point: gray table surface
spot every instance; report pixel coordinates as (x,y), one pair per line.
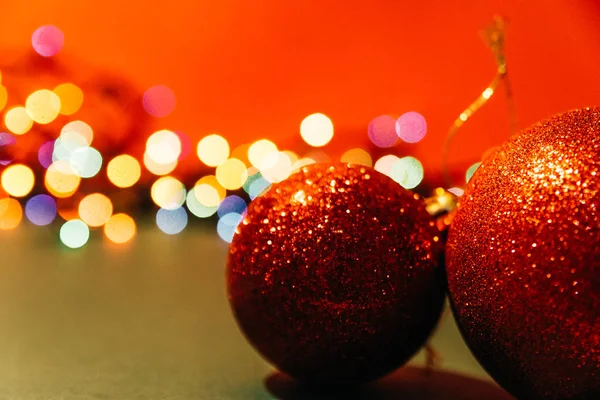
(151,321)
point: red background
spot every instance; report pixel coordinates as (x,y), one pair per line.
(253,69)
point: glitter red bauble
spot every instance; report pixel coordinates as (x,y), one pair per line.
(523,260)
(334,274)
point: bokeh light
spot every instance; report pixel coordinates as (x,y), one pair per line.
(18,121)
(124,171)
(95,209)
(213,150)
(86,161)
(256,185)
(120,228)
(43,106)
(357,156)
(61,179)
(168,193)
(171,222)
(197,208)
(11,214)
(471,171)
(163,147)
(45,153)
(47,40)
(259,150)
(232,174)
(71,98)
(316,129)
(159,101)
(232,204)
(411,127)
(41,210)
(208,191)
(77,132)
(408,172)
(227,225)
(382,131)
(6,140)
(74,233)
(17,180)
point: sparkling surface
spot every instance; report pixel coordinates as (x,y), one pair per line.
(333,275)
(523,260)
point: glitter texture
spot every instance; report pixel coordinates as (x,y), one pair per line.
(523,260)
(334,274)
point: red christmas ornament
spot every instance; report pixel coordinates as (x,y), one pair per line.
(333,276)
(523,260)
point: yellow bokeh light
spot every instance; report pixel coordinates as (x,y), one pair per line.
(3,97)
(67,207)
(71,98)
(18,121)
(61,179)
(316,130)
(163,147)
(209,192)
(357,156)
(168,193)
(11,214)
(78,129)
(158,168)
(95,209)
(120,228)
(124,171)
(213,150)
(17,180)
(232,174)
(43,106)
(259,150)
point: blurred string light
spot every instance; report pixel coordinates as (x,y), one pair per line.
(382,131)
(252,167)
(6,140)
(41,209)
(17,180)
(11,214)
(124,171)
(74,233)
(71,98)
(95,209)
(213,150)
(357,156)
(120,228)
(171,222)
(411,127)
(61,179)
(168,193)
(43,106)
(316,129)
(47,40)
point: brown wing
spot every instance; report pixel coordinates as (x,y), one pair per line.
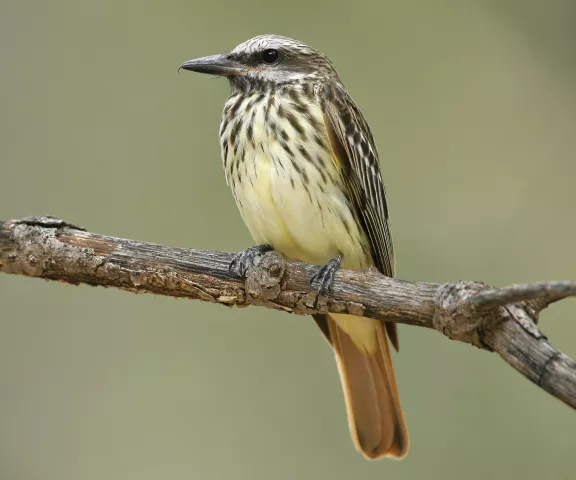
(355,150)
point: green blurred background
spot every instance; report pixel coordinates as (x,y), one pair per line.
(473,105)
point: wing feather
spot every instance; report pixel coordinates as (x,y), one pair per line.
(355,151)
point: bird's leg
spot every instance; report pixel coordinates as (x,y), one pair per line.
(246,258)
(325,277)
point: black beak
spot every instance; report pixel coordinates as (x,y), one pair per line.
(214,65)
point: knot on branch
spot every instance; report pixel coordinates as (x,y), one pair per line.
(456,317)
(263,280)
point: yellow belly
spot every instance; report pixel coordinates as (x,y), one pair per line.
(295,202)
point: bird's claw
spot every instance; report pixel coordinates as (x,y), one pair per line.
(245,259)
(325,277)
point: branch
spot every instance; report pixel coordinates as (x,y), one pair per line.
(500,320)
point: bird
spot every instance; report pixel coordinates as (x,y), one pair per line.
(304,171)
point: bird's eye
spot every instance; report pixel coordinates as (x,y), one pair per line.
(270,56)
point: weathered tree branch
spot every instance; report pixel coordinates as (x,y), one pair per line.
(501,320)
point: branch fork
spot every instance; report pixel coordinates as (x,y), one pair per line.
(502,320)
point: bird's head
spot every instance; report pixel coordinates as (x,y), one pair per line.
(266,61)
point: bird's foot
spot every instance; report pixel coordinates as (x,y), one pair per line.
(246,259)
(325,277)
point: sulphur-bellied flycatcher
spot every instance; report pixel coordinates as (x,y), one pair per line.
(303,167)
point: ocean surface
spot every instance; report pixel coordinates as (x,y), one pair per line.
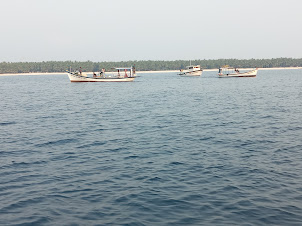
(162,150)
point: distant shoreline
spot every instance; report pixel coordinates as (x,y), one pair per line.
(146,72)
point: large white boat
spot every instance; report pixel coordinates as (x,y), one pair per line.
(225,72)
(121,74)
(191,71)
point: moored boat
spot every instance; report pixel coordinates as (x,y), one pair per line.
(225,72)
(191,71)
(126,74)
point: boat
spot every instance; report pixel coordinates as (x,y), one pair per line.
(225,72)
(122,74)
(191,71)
——————————
§ STATED TASK
Copy every line above word for word, and leave the pictures out of your copy.

§ CORRECT RESPONSE
point: gray table surface
spot every instance; report pixel coordinates as (x,y), one pair per line.
(151,321)
point: red background
spot every instance; report pixel coordinates as (x,y), one pair per line.
(253,69)
point: glitter red bauble
spot every instance; report pixel coordinates as (x,y), one pair per line.
(523,260)
(334,274)
point: bokeh light
spot every instance; report pixel coordinates as (x,y), one pair per line.
(18,121)
(124,171)
(95,209)
(213,150)
(86,161)
(256,185)
(120,228)
(43,106)
(357,156)
(61,179)
(168,193)
(171,222)
(197,208)
(11,214)
(471,171)
(163,147)
(45,153)
(47,40)
(259,150)
(232,174)
(71,98)
(316,129)
(159,101)
(232,204)
(411,127)
(41,210)
(208,191)
(77,132)
(408,172)
(227,225)
(382,131)
(6,140)
(74,233)
(17,180)
point: sparkling surface
spot every instance; report pixel coordinates as (x,y), one pair per line.
(333,275)
(523,260)
point: glitter texture
spot every instance; report pixel coordinates as (x,y), one pair per line.
(523,260)
(334,274)
point: red christmas ornament
spot every instance; report pixel coordinates as (x,y), one pair per line.
(333,276)
(523,260)
point: yellow bokeh light
spot every instance; report pixel coordinates as (x,y), one pair per line.
(3,97)
(67,207)
(71,98)
(18,121)
(61,179)
(316,130)
(163,147)
(209,192)
(357,156)
(168,193)
(11,214)
(78,129)
(158,168)
(95,209)
(120,228)
(124,171)
(213,150)
(17,180)
(232,174)
(43,106)
(259,150)
point: blurred string light
spot every instance; report pixel coordinates as (x,y), one pair per line.
(382,131)
(252,167)
(6,140)
(41,209)
(17,180)
(11,214)
(124,171)
(74,233)
(71,98)
(95,209)
(213,150)
(357,156)
(120,228)
(171,222)
(411,127)
(61,179)
(168,193)
(43,106)
(316,129)
(47,40)
point: brown wing
spot every instance; report pixel coordinates as (x,y), one pair per line.
(355,150)
point: green blurred background
spot every instance; report pixel coordinates as (x,y), one pair per line.
(473,105)
point: wing feather
spot every instance; report pixel coordinates as (x,y), one pair per line.
(355,151)
point: bird's leg
spot every instance; report pixel coordinates as (x,y), one pair per line.
(246,258)
(325,277)
point: black beak
spot every instance; report pixel coordinates as (x,y), one pair per line.
(214,65)
point: knot on branch
spot every instance; report pixel coordinates as (x,y), one pair per line.
(456,317)
(263,280)
point: yellow belly
spot every instance; report pixel coordinates as (x,y), one pair per line.
(295,202)
point: bird's claw
spot every instance; report pixel coordinates as (x,y), one pair per line.
(245,259)
(325,277)
point: branch
spot every instance; report pixel coordinates as (x,y), one pair per line.
(500,320)
point: bird
spot every instance; report pixel coordinates as (x,y), one pair per line.
(304,171)
point: bird's eye
spot every instance; report pixel coordinates as (x,y), one pair per line.
(270,56)
point: weathered tree branch
spot every instance; report pixel coordinates as (x,y), one pair per line.
(501,320)
point: branch fork
spot every instance; report pixel coordinates as (x,y), one pair per line.
(502,320)
point: bird's head
spot every instance; report pixel coordinates as (x,y), one pair per line.
(266,61)
point: bird's foot
spot every instance; report pixel coordinates as (x,y), one pair per line.
(246,259)
(325,277)
point: sulphur-bellied flycatcher
spot every instance; report pixel coordinates as (x,y), one pair per line.
(303,167)
point: ocean surface
spot every instance; report pixel coordinates as (x,y), one pair per line.
(162,150)
point: distant shoreline
spot every instance; report pixel coordinates as (x,y), one pair per line.
(146,72)
point: large white boat
spot every instance; report pixel coordinates as (x,y), one pair per line.
(225,72)
(121,74)
(191,71)
point: moored boat
spot every instance; report pixel coordinates as (x,y), one pair per line.
(225,72)
(191,71)
(126,74)
point: boat
spot every instance; report pixel coordinates as (x,y), one pair per line.
(225,72)
(122,74)
(191,71)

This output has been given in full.